» **EXERCISE TASKS**:
A. According to the extract on aberrant humour, which participants reported sometimes feeling excluded?
B. Please repeat the extract on aberrant humour between "The following example" and "the request eventually.", inclusive.

Aberrant Humour 2: ‘He’s dead’ (Psychiatrist)
The following example in the same hospital is one of potentially aberrant humour that was not viewed as such by the students providing the account. In this account, the student recalls a patient knocking at an open door, asking for a particular doctor. The consultant looks at the patient and states; ‘Oh he’s dead (giggling laughter)’ – to which the patient replies he has an appointment. ‘No can do’says the consultant
2:477:C
‘We (medical students) get a kick out of it, he (the consultant) gets a kick out of it and then he explains to the patient where to go’…….he wasn’t making fun of.. or with the patient.. he was making a joke of the patients’ request but then proceeded to answer the request eventually.
2:487:C
The prevailing view therefore, appeared to be this was harmless recreational humour for the students’ benefit to promote inclusion (‘this one’s for you guys’) and no harm accrued as the patient was appropriately re-directed. Notably, some of the non-Arab speaking medical student participants reported feeling excluded at times particularly in hospital X. Consequently, when a consultant made an effort to include them in humour they might understandably find this gratifyingly inclusive with superiority humour having the potential to promote group inclusion27 Nevertheless, some participants were perhaps unable to distinguish inappropriate/aberrant humour being used as potentially distracting, recreational, ridiculing or perhaps, as simply individual relief at not being the butt of the joke.

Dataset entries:
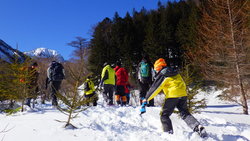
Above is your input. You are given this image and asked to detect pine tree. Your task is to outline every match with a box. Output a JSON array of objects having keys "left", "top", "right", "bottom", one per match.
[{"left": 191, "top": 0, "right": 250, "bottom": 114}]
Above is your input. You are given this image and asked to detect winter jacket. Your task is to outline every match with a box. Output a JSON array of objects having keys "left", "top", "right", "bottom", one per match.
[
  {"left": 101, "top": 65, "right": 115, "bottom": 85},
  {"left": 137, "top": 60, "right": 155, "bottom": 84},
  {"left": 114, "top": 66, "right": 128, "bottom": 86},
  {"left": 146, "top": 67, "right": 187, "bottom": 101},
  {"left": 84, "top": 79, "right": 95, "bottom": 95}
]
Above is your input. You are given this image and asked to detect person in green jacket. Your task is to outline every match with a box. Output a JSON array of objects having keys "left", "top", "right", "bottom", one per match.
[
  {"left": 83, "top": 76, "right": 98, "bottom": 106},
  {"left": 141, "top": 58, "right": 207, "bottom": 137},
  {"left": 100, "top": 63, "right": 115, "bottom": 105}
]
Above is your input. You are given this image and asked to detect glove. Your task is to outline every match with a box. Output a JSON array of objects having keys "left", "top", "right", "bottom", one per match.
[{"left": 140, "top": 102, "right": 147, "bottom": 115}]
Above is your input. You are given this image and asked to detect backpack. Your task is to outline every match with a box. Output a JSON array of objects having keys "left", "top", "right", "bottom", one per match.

» **EXERCISE RESPONSES**:
A. Some of the non-Arab speaking medical student participants, particularly in hospital X.

B.
The following example in the same hospital is one of potentially aberrant humour that was not viewed as such by the students providing the account. In this account, the student recalls a patient knocking at an open door, asking for a particular doctor. The consultant looks at the patient and states; ‘Oh he’s dead (giggling laughter)’ – to which the patient replies he has an appointment. ‘No can do’says the consultant
2:477:C
‘We (medical students) get a kick out of it, he (the consultant) gets a kick out of it and then he explains to the patient where to go’…….he wasn’t making fun of.. or with the patient.. he was making a joke of the patients’ request but then proceeded to answer the request eventually.